**WHAT TO WORK ON**
In the records below, find the line containing "The locator SHOULD return, for each instance of the girl's eye" and retype it and every line after it exactly, adding nothing.

[[ DATA TO EXAMINE, beginning ]]

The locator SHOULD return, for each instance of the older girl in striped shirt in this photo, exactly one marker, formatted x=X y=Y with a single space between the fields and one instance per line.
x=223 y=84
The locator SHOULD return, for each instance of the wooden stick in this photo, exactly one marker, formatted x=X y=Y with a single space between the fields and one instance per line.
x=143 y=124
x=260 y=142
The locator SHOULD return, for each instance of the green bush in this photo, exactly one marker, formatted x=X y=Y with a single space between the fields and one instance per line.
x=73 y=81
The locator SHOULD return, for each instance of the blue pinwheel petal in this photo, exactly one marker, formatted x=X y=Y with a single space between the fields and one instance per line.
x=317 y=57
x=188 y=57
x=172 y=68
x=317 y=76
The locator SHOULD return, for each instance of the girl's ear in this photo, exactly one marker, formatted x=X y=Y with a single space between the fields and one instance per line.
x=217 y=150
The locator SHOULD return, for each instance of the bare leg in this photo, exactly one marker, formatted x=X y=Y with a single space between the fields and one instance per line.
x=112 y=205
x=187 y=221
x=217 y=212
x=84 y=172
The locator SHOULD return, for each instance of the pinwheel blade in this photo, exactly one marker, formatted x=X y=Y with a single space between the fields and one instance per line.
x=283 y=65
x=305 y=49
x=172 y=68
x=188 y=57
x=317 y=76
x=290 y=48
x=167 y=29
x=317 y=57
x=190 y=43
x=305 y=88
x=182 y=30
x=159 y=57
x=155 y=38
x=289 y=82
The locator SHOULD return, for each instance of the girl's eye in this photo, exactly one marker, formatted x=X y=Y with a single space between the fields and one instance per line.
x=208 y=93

[[ DATA TO EXAMINE, end ]]

**FINAL ANSWER**
The locator SHOULD return, for each instance of the girl's eye in this photo, exactly one marker, formatted x=X y=Y with a single space between the fields and one instance per line.
x=208 y=93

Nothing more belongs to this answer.